Copy each line exactly. Leave nothing out.

## Material
....................
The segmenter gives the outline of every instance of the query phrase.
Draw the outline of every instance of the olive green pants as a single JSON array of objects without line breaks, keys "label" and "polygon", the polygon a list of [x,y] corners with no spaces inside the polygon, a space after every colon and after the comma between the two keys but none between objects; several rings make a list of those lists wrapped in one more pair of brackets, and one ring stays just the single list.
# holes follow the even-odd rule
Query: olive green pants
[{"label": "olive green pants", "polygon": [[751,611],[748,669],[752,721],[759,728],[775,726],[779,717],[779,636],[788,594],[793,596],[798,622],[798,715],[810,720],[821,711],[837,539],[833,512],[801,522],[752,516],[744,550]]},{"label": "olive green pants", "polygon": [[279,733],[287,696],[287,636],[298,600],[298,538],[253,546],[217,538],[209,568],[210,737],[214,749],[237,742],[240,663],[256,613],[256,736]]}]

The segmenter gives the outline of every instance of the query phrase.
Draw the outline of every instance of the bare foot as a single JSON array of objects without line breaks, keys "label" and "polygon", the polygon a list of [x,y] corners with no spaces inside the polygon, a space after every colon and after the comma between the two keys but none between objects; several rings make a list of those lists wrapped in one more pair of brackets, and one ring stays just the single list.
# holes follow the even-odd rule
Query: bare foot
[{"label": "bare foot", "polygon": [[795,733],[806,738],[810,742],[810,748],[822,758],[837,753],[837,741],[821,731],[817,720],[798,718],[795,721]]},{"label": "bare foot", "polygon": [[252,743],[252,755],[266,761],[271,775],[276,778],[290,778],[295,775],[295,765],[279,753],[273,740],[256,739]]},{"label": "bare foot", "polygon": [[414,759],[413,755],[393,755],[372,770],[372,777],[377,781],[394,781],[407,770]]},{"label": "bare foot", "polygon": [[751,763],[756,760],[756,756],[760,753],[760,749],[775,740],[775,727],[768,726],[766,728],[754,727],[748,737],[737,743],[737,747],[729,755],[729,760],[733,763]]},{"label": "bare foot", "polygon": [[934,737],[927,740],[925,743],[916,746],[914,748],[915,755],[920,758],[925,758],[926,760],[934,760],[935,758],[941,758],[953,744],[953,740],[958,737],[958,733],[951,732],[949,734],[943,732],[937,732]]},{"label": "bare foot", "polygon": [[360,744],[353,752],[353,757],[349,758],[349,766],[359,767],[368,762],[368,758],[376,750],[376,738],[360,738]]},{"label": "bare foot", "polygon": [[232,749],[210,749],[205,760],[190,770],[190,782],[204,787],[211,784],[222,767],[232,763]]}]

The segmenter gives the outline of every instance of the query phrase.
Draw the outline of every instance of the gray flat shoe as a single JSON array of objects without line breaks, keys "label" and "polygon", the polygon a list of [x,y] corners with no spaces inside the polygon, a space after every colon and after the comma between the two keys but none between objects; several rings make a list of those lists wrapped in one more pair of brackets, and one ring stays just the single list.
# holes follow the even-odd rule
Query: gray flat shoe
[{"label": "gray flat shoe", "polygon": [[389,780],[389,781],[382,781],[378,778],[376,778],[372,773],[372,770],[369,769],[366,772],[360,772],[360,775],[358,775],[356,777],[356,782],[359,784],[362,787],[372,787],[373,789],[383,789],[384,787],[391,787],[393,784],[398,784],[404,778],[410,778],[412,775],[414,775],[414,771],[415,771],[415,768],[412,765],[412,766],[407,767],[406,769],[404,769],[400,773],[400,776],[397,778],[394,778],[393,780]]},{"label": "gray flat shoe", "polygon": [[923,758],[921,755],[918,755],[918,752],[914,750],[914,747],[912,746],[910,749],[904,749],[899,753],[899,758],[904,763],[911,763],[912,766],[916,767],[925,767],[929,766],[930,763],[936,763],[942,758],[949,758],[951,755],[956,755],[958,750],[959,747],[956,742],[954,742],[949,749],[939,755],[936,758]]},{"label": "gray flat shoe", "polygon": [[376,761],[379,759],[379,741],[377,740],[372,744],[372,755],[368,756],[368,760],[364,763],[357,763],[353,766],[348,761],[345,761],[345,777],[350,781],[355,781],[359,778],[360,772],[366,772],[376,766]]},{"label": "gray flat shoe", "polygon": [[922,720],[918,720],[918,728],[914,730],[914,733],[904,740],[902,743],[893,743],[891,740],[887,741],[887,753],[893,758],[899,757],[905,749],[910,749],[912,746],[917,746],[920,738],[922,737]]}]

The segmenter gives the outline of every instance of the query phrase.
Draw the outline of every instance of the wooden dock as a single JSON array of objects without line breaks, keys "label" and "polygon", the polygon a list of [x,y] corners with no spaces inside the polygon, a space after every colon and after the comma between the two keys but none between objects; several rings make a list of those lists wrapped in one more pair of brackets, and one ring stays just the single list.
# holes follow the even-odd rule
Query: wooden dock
....................
## Exercise output
The segmenter gives the outline of every instance of the query phrase.
Draw the outline of every instance of the olive green pants as a single JSON array of objects without line breaks, keys "label" and "polygon", the polygon a list of [x,y] corners with no spaces inside the polygon, a space after every colon and after the comma between the two keys but none between objects; several rings make a list of those lists wrapped in one more pair of brackets, and one ring stays just the single list.
# holes follow the even-odd rule
Query: olive green pants
[{"label": "olive green pants", "polygon": [[751,611],[748,669],[752,721],[759,728],[775,726],[779,717],[779,636],[788,594],[793,596],[798,622],[798,715],[810,720],[821,711],[837,539],[833,512],[801,522],[752,516],[744,550]]},{"label": "olive green pants", "polygon": [[279,733],[287,696],[287,636],[298,600],[298,538],[253,546],[217,538],[209,568],[210,737],[214,749],[237,742],[240,663],[256,613],[256,736]]}]

The segmenter gives the outline of every instance of the query phrase.
Draw the outline of every instance of the bare foot as a single JSON array of objects without line breaks, keys "label" and "polygon", the polygon a list of [x,y] corners with no spaces inside the polygon, a space after every colon and after the comma between the two keys but none between objects; several rings make a list of those lists wrapped in one more pair of brackets, and one ring stays just the single list.
# holes follow the even-odd rule
Query: bare foot
[{"label": "bare foot", "polygon": [[795,733],[806,738],[810,742],[810,748],[822,758],[837,753],[837,741],[821,731],[817,720],[798,718],[795,721]]},{"label": "bare foot", "polygon": [[252,743],[252,755],[266,761],[271,775],[276,778],[290,778],[295,775],[295,765],[279,753],[273,740],[256,739]]},{"label": "bare foot", "polygon": [[414,759],[413,755],[393,755],[372,770],[372,777],[377,781],[394,781],[407,770]]},{"label": "bare foot", "polygon": [[751,763],[756,760],[756,756],[760,753],[760,749],[775,740],[775,727],[768,726],[766,728],[754,727],[748,737],[737,743],[737,747],[729,755],[729,760],[733,763]]},{"label": "bare foot", "polygon": [[934,737],[927,740],[925,743],[916,746],[914,748],[915,755],[920,758],[925,758],[926,760],[934,760],[935,758],[941,758],[953,744],[953,740],[958,737],[958,733],[951,732],[949,734],[943,732],[937,732]]},{"label": "bare foot", "polygon": [[360,744],[353,752],[353,757],[349,758],[349,766],[359,767],[368,762],[368,758],[376,750],[376,738],[360,738]]},{"label": "bare foot", "polygon": [[232,749],[210,749],[205,760],[190,770],[190,782],[204,787],[211,784],[222,767],[232,763]]}]

The segmenter gives the outline of every instance of the query phrase.
Draw the outline of every instance of the gray flat shoe as a single JSON array of objects without line breaks, keys "label" and "polygon", the polygon a list of [x,y] corners with no spaces inside the polygon, a space after every colon and after the comma between the two keys but none between objects; several rings make a list of those lists wrapped in one more pair of brackets, and one ring stays just the single list.
# holes follow the even-odd rule
Query: gray flat shoe
[{"label": "gray flat shoe", "polygon": [[389,780],[389,781],[382,781],[378,778],[376,778],[372,773],[372,770],[369,769],[366,772],[360,772],[360,775],[358,775],[356,777],[356,782],[359,784],[362,787],[372,787],[373,789],[383,789],[384,787],[391,787],[393,784],[398,784],[404,778],[410,778],[412,775],[414,775],[414,771],[415,771],[415,768],[412,765],[412,766],[407,767],[406,769],[404,769],[400,773],[400,776],[397,778],[394,778],[393,780]]},{"label": "gray flat shoe", "polygon": [[923,758],[921,755],[918,755],[918,752],[914,750],[914,747],[912,746],[910,749],[904,749],[899,753],[899,758],[904,763],[911,763],[912,766],[916,767],[925,767],[929,766],[930,763],[936,763],[942,758],[949,758],[951,755],[956,755],[958,750],[959,747],[956,742],[954,742],[949,749],[939,755],[936,758]]},{"label": "gray flat shoe", "polygon": [[376,761],[379,759],[379,741],[377,740],[372,744],[372,755],[368,756],[368,760],[364,763],[357,763],[353,766],[348,761],[345,761],[345,777],[350,781],[355,781],[359,778],[360,772],[366,772],[376,766]]},{"label": "gray flat shoe", "polygon": [[922,720],[918,720],[918,728],[914,730],[914,733],[904,740],[902,743],[893,743],[891,740],[887,741],[887,753],[893,758],[899,757],[905,749],[910,749],[912,746],[917,746],[920,738],[922,737]]}]

The segmenter gives the outline of every instance of the query phrase.
Draw the outline of every instance of the wooden dock as a single JSON array of objects without line breaks, keys "label" and "polygon", the polygon a list of [x,y] corners with no spaces inside the polygon, a space after every colon and after the comma between the two keys but none between objects; several rings make a list of those lists wrapped in one more pair of brackets, and one ring stays just the single list.
# holes follow the even-odd rule
Query: wooden dock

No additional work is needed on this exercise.